▸ Görev a:
Aşağıdaki satırlarda "black" kelimesinin geçtiği satır sayısını belirtin ve yalnızca sayıyı yazın. Büyük-küçük harf ayrımı dikkate alınır.

▸ Gösterilen Metin:
24 Haziran 2014 Salı

ARTIK KORKAKLAR DÜŞÜNSÜN…

3 Temmuz 2011 sabahı başlayan kabus her Fenerbahçe’liyi derinden yaraladı. Öyle iftiralar atıldı ki o süreçte, hayat tüm Fenerbahçe’liler için kabusa dönüştü. O günkü gazeteler felaket senaryoları yazarken, medyadaki maşalar adeta körüklüyordu ateşi. Her köşeyi adeta kumpasçıların bir piyonu tutmuştu ve herbiri görevini layıkıyla yerine getiriyordu. Savcısından, polisine, federasyon başkanından, UEFA yetkilisine herkes durumun ne kadar vahim olduğundan bahsediyordu. Fenerbahçe yasadışı örgüt, yöneticileri organize çete ilan edilmişti resmen. Fenerbahçe camiası şaşkınlık içindeydi. Şikeyi asıl yapanlar mağdur ilan edilmiş, Fenerbahçe’nin idamı isteniyordu. Belki o günlerde uzlaşma yoluna gidip Fenerbahçe’yi teslim etseydi Aziz Yıldırım, herşey güllük gülistanlık olacaktı, ama o zamanda  Fenerbahçe asla Fenerbahçe olmayacaktı. İşte o günlerde büyük bir karar vermek zorundaydı Fenerbahce kongresi. Ya Başkanının yanında olacak ve mücadeleye katılacaktı, ya da Başkanını feda edip Fenerbahçe’yi dümen suyuna sokacaktı. Ve tam da beklendiği gibi, tarihine yakışır şekilde bir karar verdi Fenerbahçe Kongre Üyeleri. Ya İstiklal Ya Ölüm dedi ve Başkanına sahip çıktı. 

Mücadelenin kolay olmayacağını ve işin ucunda ülkemizin geleceğinin de olduğunu çok iyi biliyordu Fenerbahçe’liler. Yıkılmayan Son Kale lafıda öylesine söylenmiş bir laf değildi. Ama Türkiye Cumhuriyeti’nin teminatı olan yargıdan öyle kararlar çıkıyordu ki herkesi dehşete düşürüyordu. Sonunda Fenerbahçe’liler Adalete Fener Yakmaya karar verdi. Bunun tek amacı karanlıkta oynanan oyunları, çevrilen entrikaları gün yüzüne çıkarmak ve insanlara gerçekleri göstermekti. Nitekim öyle de oldu. Fener her karanlığı aydınlatmaya yetti ve milyonlar adalet için sokaklara döküldü. Ve sonunda, Fenerbahçe’ye ilk atılan çamurun tam 3’ncü yılına girilirken, yargı büyük bir yanlış olduğunun farkına vardı ve sözde şike davasını yeniden yargılama kararı aldı. Bu elbette çok büyük bir adım hataların düzeltilmesi için, tabi bu seferki yargılama adil olursa. Bu sebeple Fenerbahçe’li kendisiyle ne kadar gurur duysa azdır, çünkü adalete yakılan Fener’le sadece sözde şike davasında değil, diger özel yetkili mahkemelerde görülen davalardaki yanlışlarıda gozler önüne sererek bir çok mağdur kişinin önünüde aydınlatmış oldu Fenerbahçe’li.

▸ Verilen Veriler:
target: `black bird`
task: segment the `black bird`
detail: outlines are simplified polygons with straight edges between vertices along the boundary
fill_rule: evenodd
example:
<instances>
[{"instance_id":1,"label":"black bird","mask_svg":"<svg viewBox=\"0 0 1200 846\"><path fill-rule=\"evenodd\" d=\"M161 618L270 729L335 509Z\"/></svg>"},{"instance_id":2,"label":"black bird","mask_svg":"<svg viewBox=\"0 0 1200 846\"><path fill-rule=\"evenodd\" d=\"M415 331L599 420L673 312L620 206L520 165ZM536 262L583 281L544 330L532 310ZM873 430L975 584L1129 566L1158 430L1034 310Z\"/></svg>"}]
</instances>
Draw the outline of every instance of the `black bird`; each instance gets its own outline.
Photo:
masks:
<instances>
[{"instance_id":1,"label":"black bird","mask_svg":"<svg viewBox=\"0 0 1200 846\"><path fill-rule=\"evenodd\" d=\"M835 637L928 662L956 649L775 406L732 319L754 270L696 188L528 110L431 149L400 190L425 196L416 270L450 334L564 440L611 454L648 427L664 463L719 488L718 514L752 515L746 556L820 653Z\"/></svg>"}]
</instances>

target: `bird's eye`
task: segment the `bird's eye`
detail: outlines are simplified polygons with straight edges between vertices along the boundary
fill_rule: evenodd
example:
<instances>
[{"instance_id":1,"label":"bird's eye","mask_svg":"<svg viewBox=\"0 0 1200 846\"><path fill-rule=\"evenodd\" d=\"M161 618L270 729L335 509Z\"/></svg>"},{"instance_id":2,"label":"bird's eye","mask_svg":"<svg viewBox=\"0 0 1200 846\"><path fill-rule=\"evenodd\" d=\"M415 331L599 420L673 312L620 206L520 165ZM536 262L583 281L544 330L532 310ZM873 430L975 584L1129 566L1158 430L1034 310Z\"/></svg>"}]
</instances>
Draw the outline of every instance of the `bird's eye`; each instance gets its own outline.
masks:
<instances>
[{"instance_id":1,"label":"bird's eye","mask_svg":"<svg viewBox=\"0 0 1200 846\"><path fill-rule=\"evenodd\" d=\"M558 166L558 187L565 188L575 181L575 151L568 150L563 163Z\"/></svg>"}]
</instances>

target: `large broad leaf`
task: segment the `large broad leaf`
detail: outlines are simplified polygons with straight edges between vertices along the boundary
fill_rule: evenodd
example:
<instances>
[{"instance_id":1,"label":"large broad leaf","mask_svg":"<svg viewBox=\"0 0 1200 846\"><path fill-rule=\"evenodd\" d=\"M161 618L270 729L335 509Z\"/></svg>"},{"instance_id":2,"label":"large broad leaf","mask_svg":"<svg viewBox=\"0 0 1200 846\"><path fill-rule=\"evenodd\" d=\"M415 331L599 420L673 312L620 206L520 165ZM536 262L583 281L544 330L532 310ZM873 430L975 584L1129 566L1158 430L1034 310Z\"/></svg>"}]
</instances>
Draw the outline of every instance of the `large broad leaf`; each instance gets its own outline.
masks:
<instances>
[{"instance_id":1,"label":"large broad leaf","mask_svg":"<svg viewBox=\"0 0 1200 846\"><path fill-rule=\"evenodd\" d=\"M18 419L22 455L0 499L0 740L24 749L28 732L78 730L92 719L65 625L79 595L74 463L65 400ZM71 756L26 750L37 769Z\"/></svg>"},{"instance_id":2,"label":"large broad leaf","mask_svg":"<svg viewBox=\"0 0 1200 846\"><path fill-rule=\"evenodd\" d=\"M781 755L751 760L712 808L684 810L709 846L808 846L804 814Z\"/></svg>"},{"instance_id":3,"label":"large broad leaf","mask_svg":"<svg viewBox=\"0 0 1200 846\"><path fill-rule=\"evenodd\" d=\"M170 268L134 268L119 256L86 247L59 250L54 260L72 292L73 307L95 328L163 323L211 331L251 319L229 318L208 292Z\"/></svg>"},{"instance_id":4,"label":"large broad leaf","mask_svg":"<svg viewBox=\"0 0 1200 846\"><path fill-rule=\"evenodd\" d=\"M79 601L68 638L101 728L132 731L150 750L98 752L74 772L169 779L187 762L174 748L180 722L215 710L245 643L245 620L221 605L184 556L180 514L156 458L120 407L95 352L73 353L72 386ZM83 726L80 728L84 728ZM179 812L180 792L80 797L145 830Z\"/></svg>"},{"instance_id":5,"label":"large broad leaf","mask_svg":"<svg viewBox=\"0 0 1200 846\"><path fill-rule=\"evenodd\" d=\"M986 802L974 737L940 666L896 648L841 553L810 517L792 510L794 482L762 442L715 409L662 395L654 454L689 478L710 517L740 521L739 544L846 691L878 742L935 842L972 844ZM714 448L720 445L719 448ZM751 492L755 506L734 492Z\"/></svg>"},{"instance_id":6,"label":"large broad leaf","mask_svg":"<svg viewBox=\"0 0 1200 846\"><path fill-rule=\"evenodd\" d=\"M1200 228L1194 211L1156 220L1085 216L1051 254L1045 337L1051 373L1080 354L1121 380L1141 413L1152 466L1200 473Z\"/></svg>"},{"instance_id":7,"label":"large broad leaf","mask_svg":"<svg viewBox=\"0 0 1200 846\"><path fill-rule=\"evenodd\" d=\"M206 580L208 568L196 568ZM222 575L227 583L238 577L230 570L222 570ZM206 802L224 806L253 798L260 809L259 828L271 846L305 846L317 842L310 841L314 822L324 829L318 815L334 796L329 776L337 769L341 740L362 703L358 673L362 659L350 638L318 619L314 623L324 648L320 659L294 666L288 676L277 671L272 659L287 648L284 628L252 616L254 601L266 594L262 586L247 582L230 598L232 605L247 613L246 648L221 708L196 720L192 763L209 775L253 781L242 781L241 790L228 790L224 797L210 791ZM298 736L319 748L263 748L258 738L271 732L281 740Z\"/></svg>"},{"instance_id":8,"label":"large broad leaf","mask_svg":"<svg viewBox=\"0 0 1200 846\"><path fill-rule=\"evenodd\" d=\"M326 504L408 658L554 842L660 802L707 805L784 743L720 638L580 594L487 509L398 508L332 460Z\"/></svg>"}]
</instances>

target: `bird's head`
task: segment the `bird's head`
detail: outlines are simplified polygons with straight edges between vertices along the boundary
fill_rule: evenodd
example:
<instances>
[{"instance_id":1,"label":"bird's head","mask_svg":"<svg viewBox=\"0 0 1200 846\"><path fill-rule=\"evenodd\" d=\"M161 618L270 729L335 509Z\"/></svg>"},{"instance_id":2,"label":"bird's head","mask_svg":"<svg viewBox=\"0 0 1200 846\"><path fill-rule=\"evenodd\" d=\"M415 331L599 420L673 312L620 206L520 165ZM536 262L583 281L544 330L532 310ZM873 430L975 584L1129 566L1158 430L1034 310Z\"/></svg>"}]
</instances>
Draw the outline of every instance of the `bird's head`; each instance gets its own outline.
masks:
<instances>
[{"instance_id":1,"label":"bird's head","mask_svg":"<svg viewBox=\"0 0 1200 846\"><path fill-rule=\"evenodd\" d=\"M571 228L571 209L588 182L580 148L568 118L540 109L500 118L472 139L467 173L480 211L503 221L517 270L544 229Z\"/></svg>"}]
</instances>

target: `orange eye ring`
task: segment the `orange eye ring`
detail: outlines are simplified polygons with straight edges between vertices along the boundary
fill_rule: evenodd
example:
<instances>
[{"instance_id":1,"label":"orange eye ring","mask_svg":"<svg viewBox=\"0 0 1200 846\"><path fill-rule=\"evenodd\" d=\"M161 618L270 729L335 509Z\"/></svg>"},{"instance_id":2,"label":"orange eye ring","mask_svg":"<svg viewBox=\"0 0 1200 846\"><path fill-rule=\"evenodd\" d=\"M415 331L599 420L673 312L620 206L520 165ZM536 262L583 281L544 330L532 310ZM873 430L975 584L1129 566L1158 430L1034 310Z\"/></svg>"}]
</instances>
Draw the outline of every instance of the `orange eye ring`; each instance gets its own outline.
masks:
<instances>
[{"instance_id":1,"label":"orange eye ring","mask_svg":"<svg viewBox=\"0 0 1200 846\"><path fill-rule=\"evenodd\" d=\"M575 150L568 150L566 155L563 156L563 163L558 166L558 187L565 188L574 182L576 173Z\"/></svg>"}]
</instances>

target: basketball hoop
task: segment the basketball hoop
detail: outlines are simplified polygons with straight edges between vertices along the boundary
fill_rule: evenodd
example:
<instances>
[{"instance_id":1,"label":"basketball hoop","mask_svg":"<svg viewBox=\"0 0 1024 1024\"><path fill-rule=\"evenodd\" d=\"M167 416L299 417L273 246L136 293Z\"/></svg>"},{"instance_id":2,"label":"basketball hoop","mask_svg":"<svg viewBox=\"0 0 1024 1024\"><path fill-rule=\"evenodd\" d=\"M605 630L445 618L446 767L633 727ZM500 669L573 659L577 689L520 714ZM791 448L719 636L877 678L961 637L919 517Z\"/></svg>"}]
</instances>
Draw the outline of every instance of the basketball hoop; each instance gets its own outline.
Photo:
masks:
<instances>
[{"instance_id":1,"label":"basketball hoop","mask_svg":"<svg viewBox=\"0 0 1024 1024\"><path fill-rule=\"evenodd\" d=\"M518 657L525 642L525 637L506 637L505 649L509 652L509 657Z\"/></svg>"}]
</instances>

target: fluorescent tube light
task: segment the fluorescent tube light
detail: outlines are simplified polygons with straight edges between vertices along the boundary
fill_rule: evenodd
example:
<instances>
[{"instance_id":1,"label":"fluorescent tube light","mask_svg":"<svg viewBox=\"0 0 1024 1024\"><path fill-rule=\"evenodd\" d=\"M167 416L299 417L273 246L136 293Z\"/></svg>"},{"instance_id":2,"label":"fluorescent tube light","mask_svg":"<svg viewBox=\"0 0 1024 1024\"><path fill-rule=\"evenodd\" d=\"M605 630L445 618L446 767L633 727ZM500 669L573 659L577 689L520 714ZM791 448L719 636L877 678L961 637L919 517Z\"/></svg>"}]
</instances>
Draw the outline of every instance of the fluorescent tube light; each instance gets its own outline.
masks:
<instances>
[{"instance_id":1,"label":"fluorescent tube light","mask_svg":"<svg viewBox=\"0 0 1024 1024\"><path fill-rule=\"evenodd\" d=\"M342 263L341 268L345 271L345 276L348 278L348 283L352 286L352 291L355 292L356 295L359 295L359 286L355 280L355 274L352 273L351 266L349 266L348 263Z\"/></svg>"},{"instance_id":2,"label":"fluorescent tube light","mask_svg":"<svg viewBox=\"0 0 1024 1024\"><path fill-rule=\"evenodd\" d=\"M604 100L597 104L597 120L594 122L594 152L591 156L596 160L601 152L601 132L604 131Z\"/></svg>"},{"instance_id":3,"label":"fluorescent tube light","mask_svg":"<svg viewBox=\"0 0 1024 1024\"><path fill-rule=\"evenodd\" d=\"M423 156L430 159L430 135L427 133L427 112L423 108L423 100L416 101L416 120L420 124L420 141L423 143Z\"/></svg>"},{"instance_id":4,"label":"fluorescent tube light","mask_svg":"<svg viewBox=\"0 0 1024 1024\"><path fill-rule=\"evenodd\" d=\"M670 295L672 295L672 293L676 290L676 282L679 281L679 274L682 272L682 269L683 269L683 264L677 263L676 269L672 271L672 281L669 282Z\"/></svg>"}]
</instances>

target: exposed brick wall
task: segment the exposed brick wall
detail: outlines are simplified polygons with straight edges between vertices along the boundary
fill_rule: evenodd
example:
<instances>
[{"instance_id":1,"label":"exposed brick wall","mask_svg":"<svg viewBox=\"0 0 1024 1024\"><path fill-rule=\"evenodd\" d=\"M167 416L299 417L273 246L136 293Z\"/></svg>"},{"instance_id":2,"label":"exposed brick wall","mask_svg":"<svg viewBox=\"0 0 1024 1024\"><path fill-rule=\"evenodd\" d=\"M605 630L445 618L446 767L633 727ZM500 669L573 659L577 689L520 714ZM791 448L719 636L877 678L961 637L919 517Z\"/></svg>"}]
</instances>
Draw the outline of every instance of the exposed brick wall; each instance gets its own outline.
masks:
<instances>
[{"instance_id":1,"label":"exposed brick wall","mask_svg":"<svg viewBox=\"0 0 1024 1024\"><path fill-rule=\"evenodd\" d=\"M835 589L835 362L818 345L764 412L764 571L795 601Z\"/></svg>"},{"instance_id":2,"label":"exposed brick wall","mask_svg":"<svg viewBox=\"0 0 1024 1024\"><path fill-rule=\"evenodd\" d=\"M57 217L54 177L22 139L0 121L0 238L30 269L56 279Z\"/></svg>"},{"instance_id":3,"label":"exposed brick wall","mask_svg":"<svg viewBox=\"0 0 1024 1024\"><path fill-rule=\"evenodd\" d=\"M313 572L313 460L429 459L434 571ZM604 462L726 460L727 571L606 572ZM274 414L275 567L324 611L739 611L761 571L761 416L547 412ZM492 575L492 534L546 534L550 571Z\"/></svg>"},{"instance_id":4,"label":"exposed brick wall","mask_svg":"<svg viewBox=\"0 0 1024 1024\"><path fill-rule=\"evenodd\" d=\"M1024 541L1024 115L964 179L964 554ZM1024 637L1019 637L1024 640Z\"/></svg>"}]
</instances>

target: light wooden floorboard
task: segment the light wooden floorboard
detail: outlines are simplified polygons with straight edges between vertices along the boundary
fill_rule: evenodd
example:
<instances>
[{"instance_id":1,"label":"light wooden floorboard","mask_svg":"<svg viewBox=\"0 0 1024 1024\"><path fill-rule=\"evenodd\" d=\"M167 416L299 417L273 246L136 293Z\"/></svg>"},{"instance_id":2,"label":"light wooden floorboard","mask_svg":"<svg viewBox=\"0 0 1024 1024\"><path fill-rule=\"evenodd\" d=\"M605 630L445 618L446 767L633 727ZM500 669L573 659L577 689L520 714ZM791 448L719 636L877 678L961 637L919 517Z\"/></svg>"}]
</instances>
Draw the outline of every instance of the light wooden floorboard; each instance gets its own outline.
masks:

▸ Görev b:
Lütfen yukarıdaki Fenerbahçe ve şike davası yazısını kaldığı yerden sürdürün.

▸ Yanıt a:
5

▸ Yanıt b:
Bu arada sporda da maddi manevi zarara uğramış olan Fenerbahçe, iftiralarda 3’üncü yıla girdigimiz bu yılda müthiş bir mücadele vererek kendisini toparladığını herkese göstermiş oldu. Ligin bitmesine haftalar kala futbol takımının şampiyonluğu kazanması sonrası, erkek basketboldaki şampiyonluğuda gerçekten müthişti. Gerçi bu şampiyonluğuda lekelemek adına şer odaklarının sportif maşalarıda çok çaba sarfetti, ama artık kumpaslara karşı alışık ve hazır olan Fenerbahçe camiası bu oyunları kolayca bertaraf ederek, ebedi dost görünümlülere pabuç bırakmayarak hak ettiği kupayı müzesine getirmeyi bildi. Ancak tabi ki bende her Fenerbahçe’li gibi o kupayı o son maçı oynayarak kazanmayı tercih ederdim. Ve ezeli rakip bildiklerimizin bizim gibi yüreğe sahip olmasını canı gönülden isterdim, çünkü biz Fenerbahçe olarak yürekli bir ezeli rakibimiz olmasını fazlasıyla hakediyorduk. Ama ne yazık ki bundan önceki yaşattığımız hezimetler rakibimizin dengesini çok bozmuş olacak ki, bir yenilgiyi daha kaldıracak güçleri kalmamış, ve maça çıkmak yerine iftiralarla gündemi değiştirme yolunu tercih etmişlerdir.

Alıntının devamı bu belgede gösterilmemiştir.